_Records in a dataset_
◇ ◇ ◇ ◇ ◇

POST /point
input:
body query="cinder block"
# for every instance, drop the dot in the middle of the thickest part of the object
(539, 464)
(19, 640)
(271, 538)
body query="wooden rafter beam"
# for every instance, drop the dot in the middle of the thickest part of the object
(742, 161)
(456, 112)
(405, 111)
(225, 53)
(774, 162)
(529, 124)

◇ ◇ ◇ ◇ ◇

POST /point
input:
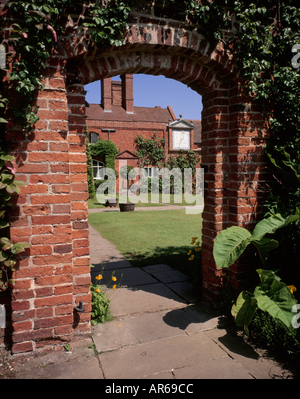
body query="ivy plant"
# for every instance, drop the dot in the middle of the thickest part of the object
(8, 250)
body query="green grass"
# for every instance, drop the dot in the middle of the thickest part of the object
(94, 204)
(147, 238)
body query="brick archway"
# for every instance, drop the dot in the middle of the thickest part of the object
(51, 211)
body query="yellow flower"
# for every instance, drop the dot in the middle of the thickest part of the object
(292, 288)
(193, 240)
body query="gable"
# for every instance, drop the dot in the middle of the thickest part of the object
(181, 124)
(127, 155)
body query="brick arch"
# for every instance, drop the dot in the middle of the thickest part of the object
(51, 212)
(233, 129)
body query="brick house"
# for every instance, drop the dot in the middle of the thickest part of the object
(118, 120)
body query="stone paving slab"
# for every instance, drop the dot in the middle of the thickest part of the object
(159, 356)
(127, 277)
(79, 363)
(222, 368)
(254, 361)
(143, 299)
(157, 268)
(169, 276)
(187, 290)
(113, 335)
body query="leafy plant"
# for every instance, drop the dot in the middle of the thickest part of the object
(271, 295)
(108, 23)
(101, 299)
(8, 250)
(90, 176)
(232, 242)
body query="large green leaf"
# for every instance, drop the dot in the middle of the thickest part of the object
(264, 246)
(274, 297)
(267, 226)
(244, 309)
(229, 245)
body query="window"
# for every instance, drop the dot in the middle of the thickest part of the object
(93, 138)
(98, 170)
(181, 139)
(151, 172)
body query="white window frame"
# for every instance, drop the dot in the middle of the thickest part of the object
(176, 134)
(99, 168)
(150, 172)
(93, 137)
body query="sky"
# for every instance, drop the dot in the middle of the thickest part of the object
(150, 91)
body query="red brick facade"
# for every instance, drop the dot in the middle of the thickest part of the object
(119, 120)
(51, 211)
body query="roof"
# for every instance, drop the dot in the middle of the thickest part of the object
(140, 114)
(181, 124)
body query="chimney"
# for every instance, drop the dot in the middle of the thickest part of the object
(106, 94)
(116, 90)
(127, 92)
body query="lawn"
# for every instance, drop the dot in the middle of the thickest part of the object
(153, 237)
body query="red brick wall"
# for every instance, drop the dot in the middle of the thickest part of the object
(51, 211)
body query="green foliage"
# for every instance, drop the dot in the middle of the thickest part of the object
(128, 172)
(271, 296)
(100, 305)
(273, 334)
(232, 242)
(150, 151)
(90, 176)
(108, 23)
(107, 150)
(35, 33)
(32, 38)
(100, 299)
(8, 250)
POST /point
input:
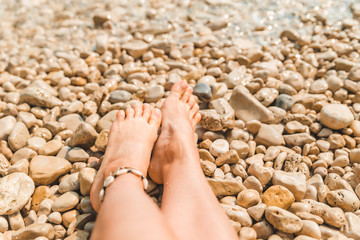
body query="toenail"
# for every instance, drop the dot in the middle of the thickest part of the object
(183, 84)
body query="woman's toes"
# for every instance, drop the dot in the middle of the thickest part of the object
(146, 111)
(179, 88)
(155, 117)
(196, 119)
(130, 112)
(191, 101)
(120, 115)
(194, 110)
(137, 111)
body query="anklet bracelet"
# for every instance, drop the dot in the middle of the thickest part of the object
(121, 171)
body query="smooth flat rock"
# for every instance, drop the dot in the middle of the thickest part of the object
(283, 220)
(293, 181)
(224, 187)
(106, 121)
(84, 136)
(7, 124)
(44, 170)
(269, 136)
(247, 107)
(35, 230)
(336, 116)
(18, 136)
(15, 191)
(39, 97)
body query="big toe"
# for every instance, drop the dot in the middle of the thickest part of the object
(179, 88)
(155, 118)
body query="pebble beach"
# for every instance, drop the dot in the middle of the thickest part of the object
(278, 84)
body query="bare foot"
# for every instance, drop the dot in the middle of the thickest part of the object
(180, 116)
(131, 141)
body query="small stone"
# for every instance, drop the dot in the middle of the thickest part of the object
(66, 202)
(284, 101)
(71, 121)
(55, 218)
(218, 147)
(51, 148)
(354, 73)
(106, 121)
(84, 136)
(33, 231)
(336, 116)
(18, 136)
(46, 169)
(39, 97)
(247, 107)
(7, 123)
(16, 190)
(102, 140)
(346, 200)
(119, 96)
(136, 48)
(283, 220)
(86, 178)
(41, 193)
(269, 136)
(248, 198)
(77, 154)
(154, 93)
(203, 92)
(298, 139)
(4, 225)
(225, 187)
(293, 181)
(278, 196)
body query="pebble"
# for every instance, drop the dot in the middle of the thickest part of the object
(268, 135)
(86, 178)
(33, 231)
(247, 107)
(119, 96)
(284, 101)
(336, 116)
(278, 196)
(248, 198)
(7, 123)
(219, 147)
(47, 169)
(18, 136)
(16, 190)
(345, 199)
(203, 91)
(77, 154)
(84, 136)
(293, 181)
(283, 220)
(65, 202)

◇ ◇ ◇ ◇ ◇

_EXERCISE_
Select every line in the items above that contains the word "stone", and copy each one. Matching is case-sensitive.

_EXERCISE ANSWER_
body query="stone paving slab"
body query="small stone"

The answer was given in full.